• Tasks to complete:
1: Decide whether each statement agrees with the interview on self isolation: (a) Selina spent almost a decade as an NHS Public Health Specialist; (b) the mental health impacts of the COVID-19 crisis are already well understood; (c) Selina works only for local authorities in London. For each statement, answer yes or no and quote the deciding words of the interview exactly.
2: Return the passage of the interview on self isolation that starts with "The problem we" and goes on through "caring for someone.", copied word for word.

Selina is a Research Fellow at the London School of Hygiene and Tropical Medicine specialising in health system advocacy. She works for local authorities and care trusts across the UK, having worked as an NHS Public Health Specialist for almost a decade.
Selina, what are the most important elements of self isolation that care recipients, caregivers and families need to be aware of during this time?
Self isolation is difficult for anyone and can often cause anxiety. A lack of social contact can trigger the urge to ‘catastrophise’, imagine the worst and compound feelings of helplessness.
The problem we have is that COVID-19 is a new disease and we are learning new things about it every day. The mental health impacts of an unprecedented crisis like this are still unknown but lots of research is already underway to try to understand how it will affect different people in the near future and in the longer term.
But we believe there are three critical things to consider when isolating while caring for someone.

• Extracted data:
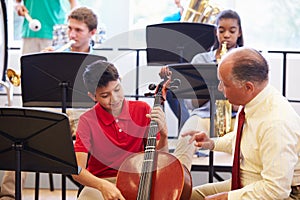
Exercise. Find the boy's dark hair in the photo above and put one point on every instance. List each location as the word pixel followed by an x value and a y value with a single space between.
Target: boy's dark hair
pixel 99 74
pixel 85 15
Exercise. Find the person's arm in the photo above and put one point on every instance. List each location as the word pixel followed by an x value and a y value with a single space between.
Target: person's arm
pixel 108 190
pixel 276 156
pixel 73 3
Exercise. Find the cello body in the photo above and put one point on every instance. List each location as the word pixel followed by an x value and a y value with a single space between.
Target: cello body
pixel 171 180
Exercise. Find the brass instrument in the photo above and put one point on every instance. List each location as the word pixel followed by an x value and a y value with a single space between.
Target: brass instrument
pixel 223 108
pixel 201 11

• Solved problems:
1:
(a) Yes: "having worked as an NHS Public Health Specialist for almost a decade"
(b) No: "The mental health impacts of an unprecedented crisis like this are still unknown"
(c) No: "She works for local authorities and care trusts across the UK"

2:
The problem we have is that COVID-19 is a new disease and we are learning new things about it every day. The mental health impacts of an unprecedented crisis like this are still unknown but lots of research is already underway to try to understand how it will affect different people in the near future and in the longer term.
But we believe there are three critical things to consider when isolating while caring for someone.